:: WORK TO BE COMPLETED ::
Restate all of the data exactly.
[START PROVIDED INFORMATION]
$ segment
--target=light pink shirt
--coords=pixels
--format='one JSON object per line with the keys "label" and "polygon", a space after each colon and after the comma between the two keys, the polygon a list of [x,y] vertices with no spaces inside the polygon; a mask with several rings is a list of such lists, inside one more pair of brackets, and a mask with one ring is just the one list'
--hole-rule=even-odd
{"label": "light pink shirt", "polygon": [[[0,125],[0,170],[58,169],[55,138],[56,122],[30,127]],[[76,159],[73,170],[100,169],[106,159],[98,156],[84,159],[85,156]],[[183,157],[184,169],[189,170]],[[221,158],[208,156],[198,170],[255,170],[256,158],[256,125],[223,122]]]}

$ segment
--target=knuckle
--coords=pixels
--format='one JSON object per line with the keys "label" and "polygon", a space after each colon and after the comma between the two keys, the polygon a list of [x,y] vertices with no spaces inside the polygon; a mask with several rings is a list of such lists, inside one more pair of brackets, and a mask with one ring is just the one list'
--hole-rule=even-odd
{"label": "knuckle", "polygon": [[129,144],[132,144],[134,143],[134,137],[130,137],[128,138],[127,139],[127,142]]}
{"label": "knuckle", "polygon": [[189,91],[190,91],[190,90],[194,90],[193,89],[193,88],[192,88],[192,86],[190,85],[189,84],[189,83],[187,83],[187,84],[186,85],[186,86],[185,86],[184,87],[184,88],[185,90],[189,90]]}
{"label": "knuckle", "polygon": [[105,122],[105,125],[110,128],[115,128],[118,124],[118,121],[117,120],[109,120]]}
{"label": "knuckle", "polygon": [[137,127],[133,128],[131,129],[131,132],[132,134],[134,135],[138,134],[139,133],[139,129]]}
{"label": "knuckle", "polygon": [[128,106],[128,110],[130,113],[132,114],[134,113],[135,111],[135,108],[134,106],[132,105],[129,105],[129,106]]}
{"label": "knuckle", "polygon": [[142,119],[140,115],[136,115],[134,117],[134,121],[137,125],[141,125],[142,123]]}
[END PROVIDED INFORMATION]
:: TASK RESPONSE ::
$ segment
--target=light pink shirt
--coords=pixels
--format='one JSON object per line with the keys "label" and "polygon", a space after each colon and after the comma between the two keys, the polygon a list of [x,y] vertices with no spaces inside the polygon; a mask with several rings is a list of such lists, inside one more pair of brackets, and a mask with one ring is just the one list'
--hole-rule=even-odd
{"label": "light pink shirt", "polygon": [[[0,125],[0,170],[58,169],[55,138],[56,122],[30,127]],[[76,159],[73,170],[100,169],[106,159],[98,156],[84,159],[85,156]],[[183,157],[184,169],[189,170]],[[221,158],[208,156],[198,170],[255,170],[256,158],[256,125],[223,122]]]}

$ segment
--target=knuckle
--coords=pixels
--format='one JSON object per line with the keys "label" and "polygon", a space after each colon and after the comma between the two keys, the polygon a list of [x,y] vertices with no spaces inside the polygon; a mask with several rings is a list of such lists, inside one more pair of brackets, and a mask with one ring is just the one list'
--hole-rule=even-odd
{"label": "knuckle", "polygon": [[129,144],[132,144],[134,143],[134,137],[130,137],[128,138],[127,139],[127,142]]}
{"label": "knuckle", "polygon": [[189,91],[190,91],[190,90],[194,90],[193,89],[193,88],[192,88],[192,86],[190,85],[189,84],[189,83],[187,83],[187,84],[186,85],[186,86],[185,86],[184,87],[184,88],[185,90],[189,90]]}
{"label": "knuckle", "polygon": [[105,122],[105,125],[110,128],[115,128],[118,124],[118,121],[117,120],[109,120]]}
{"label": "knuckle", "polygon": [[137,127],[133,128],[131,129],[131,132],[132,134],[134,135],[138,134],[139,133],[139,129]]}
{"label": "knuckle", "polygon": [[128,106],[128,110],[130,113],[132,114],[134,113],[135,111],[135,108],[134,106],[132,105],[129,105],[129,106]]}
{"label": "knuckle", "polygon": [[142,119],[140,115],[136,115],[134,117],[134,121],[137,125],[141,125],[142,123]]}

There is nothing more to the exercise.